Book on Ngati Porou carving a winner

University of Auckland Senior Lecturer in Art History, Ngarino Ellis (Ngāpuhi, Ngāti Porou) has won the Maori Art award at the 2017 Ngā Kupu Ora Awards: Māori Book Awards.

Dr Ellis won the award for her book A Whakapapa of Tradition: One Hundred Years of Ngati Porou Carving, 1830-1930, published by Auckland University Press and with new photography by Natalie Robertson.

“It was really humbling for the book to be recognised and it will hopefully inspire others to research their own tribal art histories,” says Dr Ellis, who convenes the Museums and Cultural Heritage discipline in the Faculty of Arts.

A Whakapapa of Tradition came out of Dr Ellis’s research for her PhD (2012) into the Iwirākau Carving School of the East Coast.

“Māori carving went through a rapid evolution from 1830 to 1930,” she says. “Beginning around 1830, three dominant art traditions – war canoes, decorated store houses and chiefly houses – declined and were replaced by whare karakia (churches), whare whakairo (decorated meeting houses) and wharekai (dining halls).

Dataset records:

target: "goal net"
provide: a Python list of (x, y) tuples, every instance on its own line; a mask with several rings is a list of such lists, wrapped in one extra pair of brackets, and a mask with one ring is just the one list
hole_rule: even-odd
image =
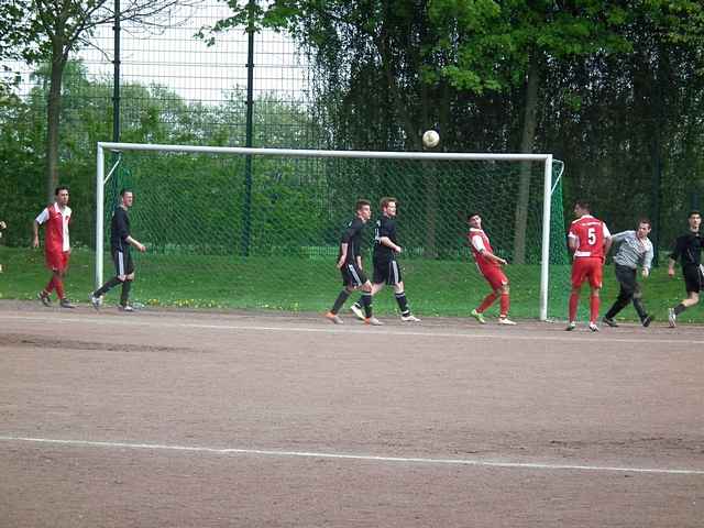
[[(133, 251), (136, 300), (322, 312), (341, 287), (336, 260), (355, 201), (372, 202), (364, 253), (371, 276), (378, 201), (394, 197), (414, 312), (466, 316), (488, 293), (466, 241), (474, 211), (509, 262), (512, 316), (563, 318), (570, 286), (561, 168), (538, 154), (99, 143), (96, 284), (114, 273), (110, 217), (120, 189), (130, 188), (132, 234), (147, 246)], [(377, 294), (374, 310), (394, 314), (393, 295)]]

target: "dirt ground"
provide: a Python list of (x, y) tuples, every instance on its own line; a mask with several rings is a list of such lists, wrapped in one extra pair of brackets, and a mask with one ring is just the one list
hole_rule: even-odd
[(704, 329), (0, 302), (0, 527), (703, 527)]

Work to complete
A) Extract the whole article about the Ngati Porou carving book award, reproducing it word for word.
B) Reproduce the records from their first line through the line containing "314), (393, 295)]]", with "goal net" replaced by "soccer net" and nothing else changed. Leave the pictures out of your answer.
The text and the records come from unrelated sources.

Solutions
A)
Book on Ngati Porou carving a winner

University of Auckland Senior Lecturer in Art History, Ngarino Ellis (Ngāpuhi, Ngāti Porou) has won the Maori Art award at the 2017 Ngā Kupu Ora Awards: Māori Book Awards.

Dr Ellis won the award for her book A Whakapapa of Tradition: One Hundred Years of Ngati Porou Carving, 1830-1930, published by Auckland University Press and with new photography by Natalie Robertson.

“It was really humbling for the book to be recognised and it will hopefully inspire others to research their own tribal art histories,” says Dr Ellis, who convenes the Museums and Cultural Heritage discipline in the Faculty of Arts.

A Whakapapa of Tradition came out of Dr Ellis’s research for her PhD (2012) into the Iwirākau Carving School of the East Coast.

“Māori carving went through a rapid evolution from 1830 to 1930,” she says. “Beginning around 1830, three dominant art traditions – war canoes, decorated store houses and chiefly houses – declined and were replaced by whare karakia (churches), whare whakairo (decorated meeting houses) and wharekai (dining halls).

B)
target: "soccer net"
provide: a Python list of (x, y) tuples, every instance on its own line; a mask with several rings is a list of such lists, wrapped in one extra pair of brackets, and a mask with one ring is just the one list
hole_rule: even-odd
image =
[[(133, 251), (136, 300), (322, 312), (341, 287), (336, 260), (355, 201), (372, 202), (364, 253), (371, 276), (378, 201), (394, 197), (414, 312), (466, 316), (488, 293), (466, 241), (474, 211), (509, 262), (512, 316), (563, 318), (570, 286), (561, 168), (538, 154), (99, 143), (96, 284), (114, 273), (110, 217), (120, 189), (130, 188), (132, 234), (147, 246)], [(377, 294), (374, 310), (394, 314), (393, 295)]]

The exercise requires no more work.